** THINGS TO DO **
A – In the church fundraiser article, what does FLCW stand for?
B – Continue the church fundraiser article from its final line.

** PAGE EXCERPT **
=-=-=

Handmade gifts, hand-baked treats and a Danish brunch greeted guests.

"We used to call it Taste of Christmas but we moved it forward so our seasonal residents could participate," said church member Peg Davies.

Lutheran ladies' aid groups have evolved into "Church Women's" groups, but are a mainstay nonetheless in keeping rural churches alive.

"The 'C' is for coolest, because we are," joked Carole Ann Morris, president of the FLCW (First Lutheran Church Women.)

She was wearing a stuffed catnip mouse as an oversized lapel pin.

The church's largest fundraiser has been going for about 10 years, Morris estimated, maybe longer.

"We meet once a quarter, maybe oftener, for events like this," Morris said.

"We typically serve 100 to 125," Davies added. "That's a lot of meatballs. Plus the creamed cheese mashed potatoes. It's amazing what the gals put together. I can't take much credit for it because I'm not very talented."

The churchwoman generally meet in mid-winter to strategize on the fall event.

They hold craft and baking days closer to the event.

One day is spent making cake donuts, which are then packaged and priced. Then there's a biscotti day. Same routine.

Cookies - yup. Breads, lefse, ya sure, you betcha. All for sale.

=-=-=

** DATA ENTRIES **
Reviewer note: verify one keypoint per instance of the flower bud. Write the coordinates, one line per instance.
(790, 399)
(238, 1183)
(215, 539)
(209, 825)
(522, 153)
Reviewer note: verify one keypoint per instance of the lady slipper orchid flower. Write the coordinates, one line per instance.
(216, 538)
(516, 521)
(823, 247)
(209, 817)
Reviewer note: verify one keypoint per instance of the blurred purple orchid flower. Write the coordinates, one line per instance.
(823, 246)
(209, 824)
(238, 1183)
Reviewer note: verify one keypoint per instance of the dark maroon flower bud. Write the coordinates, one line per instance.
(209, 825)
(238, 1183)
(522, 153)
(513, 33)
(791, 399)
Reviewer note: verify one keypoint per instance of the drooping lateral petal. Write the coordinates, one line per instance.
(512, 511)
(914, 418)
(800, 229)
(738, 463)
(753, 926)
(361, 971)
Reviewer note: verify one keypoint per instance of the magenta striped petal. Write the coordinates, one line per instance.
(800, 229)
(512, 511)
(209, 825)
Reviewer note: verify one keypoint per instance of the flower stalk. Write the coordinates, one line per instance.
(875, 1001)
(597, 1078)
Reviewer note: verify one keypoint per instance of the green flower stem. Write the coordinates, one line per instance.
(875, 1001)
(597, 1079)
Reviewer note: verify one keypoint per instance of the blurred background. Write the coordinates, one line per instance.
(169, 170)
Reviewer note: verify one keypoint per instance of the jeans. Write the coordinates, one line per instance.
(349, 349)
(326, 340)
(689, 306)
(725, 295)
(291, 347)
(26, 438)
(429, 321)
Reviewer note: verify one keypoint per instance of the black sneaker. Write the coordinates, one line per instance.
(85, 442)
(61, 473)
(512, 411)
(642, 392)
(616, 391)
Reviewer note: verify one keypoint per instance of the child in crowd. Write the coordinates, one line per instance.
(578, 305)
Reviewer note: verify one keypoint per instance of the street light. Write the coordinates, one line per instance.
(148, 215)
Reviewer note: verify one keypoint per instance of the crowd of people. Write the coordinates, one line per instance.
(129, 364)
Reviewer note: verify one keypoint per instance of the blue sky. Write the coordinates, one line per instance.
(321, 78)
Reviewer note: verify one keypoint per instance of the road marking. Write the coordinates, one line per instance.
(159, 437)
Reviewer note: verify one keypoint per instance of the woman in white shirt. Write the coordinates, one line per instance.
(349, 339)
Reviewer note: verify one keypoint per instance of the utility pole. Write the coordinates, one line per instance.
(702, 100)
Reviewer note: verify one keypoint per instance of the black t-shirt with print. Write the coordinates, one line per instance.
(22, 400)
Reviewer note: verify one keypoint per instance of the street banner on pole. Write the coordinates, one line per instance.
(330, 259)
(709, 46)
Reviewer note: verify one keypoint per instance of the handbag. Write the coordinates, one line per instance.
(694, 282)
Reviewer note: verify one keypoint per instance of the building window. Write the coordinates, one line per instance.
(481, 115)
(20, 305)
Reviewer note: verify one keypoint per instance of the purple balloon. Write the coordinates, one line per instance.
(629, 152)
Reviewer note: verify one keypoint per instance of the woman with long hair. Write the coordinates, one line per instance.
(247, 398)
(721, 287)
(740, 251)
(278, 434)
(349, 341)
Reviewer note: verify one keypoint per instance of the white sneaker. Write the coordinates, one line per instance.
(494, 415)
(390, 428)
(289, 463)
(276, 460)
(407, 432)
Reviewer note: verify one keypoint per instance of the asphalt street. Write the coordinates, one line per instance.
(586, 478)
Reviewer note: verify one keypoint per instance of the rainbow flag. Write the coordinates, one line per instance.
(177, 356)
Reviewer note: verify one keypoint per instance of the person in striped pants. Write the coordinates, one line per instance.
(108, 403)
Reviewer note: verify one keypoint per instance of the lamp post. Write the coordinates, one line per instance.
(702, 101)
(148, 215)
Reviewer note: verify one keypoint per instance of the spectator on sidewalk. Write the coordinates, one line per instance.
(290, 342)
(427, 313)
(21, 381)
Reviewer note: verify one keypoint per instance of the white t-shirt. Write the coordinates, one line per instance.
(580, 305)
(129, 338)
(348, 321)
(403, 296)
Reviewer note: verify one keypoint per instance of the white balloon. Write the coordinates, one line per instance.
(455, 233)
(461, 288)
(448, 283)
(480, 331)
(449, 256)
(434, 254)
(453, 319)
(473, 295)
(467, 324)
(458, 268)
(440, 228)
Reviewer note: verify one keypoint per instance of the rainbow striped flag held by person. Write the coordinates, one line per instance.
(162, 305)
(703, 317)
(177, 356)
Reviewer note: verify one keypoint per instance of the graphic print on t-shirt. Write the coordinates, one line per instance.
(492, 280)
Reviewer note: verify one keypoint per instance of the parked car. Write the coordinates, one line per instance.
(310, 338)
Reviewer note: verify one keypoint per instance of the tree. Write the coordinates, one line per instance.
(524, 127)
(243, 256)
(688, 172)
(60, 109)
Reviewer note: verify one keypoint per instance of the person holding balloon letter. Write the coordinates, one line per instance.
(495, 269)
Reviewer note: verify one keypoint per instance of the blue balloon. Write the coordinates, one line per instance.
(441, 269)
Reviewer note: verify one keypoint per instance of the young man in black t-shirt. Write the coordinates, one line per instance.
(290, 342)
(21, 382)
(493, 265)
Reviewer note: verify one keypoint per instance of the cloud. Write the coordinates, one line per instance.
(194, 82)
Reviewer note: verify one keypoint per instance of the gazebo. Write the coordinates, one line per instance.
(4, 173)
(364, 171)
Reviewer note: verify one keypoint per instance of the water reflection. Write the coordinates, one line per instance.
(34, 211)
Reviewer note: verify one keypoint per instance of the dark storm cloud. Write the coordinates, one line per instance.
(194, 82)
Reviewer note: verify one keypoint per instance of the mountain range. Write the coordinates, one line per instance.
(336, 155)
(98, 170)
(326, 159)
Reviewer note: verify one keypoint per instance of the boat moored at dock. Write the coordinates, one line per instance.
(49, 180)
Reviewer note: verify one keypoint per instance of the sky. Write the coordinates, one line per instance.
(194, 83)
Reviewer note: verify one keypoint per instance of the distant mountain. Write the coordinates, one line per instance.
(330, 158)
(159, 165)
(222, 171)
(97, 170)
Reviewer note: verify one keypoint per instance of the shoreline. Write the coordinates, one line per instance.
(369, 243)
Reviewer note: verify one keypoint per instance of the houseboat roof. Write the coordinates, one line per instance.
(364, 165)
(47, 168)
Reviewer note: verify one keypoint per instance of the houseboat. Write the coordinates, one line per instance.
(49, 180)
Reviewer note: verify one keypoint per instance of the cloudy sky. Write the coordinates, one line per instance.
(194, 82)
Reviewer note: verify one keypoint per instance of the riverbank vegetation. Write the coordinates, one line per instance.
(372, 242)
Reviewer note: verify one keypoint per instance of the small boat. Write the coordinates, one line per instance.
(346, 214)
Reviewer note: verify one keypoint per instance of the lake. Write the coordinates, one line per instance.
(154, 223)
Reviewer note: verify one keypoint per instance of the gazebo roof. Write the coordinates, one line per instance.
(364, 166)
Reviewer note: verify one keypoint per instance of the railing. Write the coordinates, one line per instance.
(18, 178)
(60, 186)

=-=-=

** OUTPUTS BY TASK **
A – First Lutheran Church Women

B –
Then there's the abeleskiver, made and served piping hot the day of the event.

The Danish pancake recipe is hand-written on a piece of cardboard closely guarded by Phyllis Carlson. She gets out her abeleskiver pan, oils it up and pours pancake batter into it. The golf-ball sized cakes are turned when browned and done in minutes.

They can be coated with a cinnamon-sugar mix, slathered in jam or applesauce or served with traditional syrups, Carlson said.

The recipe for the Danish meatballs ("You can just call them Scandinavian,") was from a parish member who has since passed on.

Plate after plate of heaping mashed potatoes, meatballs and gravy is slid across the counter to the long line that queued up 15 minutes before the 11 a.m. serving time. The kitchen is a well-rehearsed battalion of cooks and bottle washers.

"They certainly have a very strong presence, there's no question about it," said Pastor Darrell Morton of the group of 26 or so woman that make up the FLCW.

"There's a huge volunteer core that makes things happen and of course, no small part of that are the women," he said, trying to be politically correct. "But I would say it's more than just the woman's groups."

Then the quarterly meetings will resume, once the kitchen has been cleaned up.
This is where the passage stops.